### EXTRACT
Content starts

William (Bill) McLeod (1925-2012)

was a Wellington Humanist member died recently, aged 87, on Saturday 15 September. Bill was a previous Treasurer for our Society and continued to attend meeting and seminars whenever he could make it – we saw him quite recently at a monthly meeting.
Farewell Bill: We attended a memorial service organised by his friends – Bill’s parents and brothers died before him. The service was a warm and friendly occasion. Bill had requested a paupers funeral but his friends felt we all needed time together to say goodbye and share recollections. We were very happy to receive a copy of Bill’s memoirs from which I will share a few snippets. Bill’s father meet Bill’s mother, mother who was from Wales, during the first World War and brought her back to Wellington where Bill was born in 1925. Bill and his three brothers lived at 79 Kelburn Parade, where the Adam Concert Room of Victoria University’s Music department is now situated. Bill’s father was a sea captain so the family were fortunate during the Depression as his father remained employed. Both Bill’s brothers played cricket for Victoria University. Bill remembered that his mother rarely resorted to smacking, a ‘sharp remark always kept her son’s in tune.’ Bill experienced the force 7 earthquake that hit Wellington in 1942, though fortunately their house was not damaged. Bill studied for a BA at Victoria University, including Russian in his studies. Bill spoke fluent Russian maintaining a lifelong interest in Russia and also China. He travelled frequently to these countries in the 1950’s and 1960’s, during the ‘Cold War’, and because of this interest he was spied on by the SIS. Bill thought this was a huge joke as he was simply just interested in the culture of Russia and China. Bill worked for 29 years as a sub-editor with the Dominion Post. (I wonder what Bill would think of the Dominion Post’s new editorial policy.) As Bill’s friends said, Bill was a quiet man, known for many years as ‘Silent Sam’. He enjoyed socialising and could converse on most topics. Bill especially loved discussing politics and was staunchly ‘left wing’ all his life, but disapproved of the policies of Stalin and Mao, that led to death and suffering. Thank you Bill for leaving us your memories.

Content ends

### QUESTIONS ON THE MATERIAL
1) Answer from the tribute:
(a) At what address did Bill and his brothers live?
(b) Which language did Bill include in his BA studies?
(c) For how many years did Bill work as a sub-editor, and with which paper?
2) Output the part of the tribute from "was a Wellington" up to and including "a monthly meeting.", word for word.
Draw only on the tribute above.

### DATA SECTION
Content starts

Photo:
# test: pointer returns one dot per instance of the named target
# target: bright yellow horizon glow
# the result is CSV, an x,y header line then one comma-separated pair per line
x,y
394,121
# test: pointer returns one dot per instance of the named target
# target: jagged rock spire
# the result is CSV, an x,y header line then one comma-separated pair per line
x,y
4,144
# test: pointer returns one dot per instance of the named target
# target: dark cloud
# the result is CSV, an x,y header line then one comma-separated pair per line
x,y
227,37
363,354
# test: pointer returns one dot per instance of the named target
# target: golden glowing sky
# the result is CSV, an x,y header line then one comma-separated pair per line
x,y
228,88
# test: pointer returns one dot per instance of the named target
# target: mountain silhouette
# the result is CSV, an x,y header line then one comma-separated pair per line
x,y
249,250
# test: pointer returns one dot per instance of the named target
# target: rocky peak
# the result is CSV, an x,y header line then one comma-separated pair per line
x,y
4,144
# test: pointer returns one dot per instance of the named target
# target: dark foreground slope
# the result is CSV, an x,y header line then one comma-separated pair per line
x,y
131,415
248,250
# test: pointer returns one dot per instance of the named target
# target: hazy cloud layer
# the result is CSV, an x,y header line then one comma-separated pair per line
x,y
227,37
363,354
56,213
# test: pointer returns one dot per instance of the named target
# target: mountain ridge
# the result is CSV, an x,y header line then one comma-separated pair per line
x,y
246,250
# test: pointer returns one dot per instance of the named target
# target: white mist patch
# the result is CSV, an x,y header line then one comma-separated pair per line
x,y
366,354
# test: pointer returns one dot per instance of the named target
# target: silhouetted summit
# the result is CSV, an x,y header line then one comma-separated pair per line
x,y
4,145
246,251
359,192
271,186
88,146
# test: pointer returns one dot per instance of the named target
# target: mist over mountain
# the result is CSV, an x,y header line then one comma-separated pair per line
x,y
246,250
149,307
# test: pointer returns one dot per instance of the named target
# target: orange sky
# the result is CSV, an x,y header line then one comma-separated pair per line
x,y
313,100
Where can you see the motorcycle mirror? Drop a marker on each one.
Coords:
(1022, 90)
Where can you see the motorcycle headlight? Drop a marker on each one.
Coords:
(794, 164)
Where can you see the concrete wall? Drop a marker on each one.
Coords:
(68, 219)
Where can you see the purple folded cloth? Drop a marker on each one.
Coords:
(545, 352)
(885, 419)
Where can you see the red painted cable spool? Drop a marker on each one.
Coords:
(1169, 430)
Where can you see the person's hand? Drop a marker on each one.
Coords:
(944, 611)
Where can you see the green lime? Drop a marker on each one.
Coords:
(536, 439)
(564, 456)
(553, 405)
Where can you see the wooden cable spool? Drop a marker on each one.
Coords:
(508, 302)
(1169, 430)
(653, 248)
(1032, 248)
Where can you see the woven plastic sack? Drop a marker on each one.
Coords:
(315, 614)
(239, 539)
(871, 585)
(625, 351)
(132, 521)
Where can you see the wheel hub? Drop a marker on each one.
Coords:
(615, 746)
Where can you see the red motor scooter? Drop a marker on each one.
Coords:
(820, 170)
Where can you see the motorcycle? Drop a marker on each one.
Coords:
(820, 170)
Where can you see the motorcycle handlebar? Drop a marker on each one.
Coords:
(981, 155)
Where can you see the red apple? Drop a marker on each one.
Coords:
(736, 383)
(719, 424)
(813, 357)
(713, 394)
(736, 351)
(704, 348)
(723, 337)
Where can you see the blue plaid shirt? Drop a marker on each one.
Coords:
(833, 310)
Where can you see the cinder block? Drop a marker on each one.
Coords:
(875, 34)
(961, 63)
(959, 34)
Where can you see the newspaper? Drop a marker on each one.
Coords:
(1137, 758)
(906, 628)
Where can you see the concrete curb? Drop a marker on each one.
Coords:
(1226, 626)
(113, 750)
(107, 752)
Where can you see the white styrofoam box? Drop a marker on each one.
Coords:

Content ends

### ACTIVITY ANSWERS
1)
(a) 79 Kelburn Parade
(b) Russian
(c) 29 years, with the Dominion Post

2)
was a Wellington Humanist member died recently, aged 87, on Saturday 15 September. Bill was a previous Treasurer for our Society and continued to attend meeting and seminars whenever he could make it – we saw him quite recently at a monthly meeting.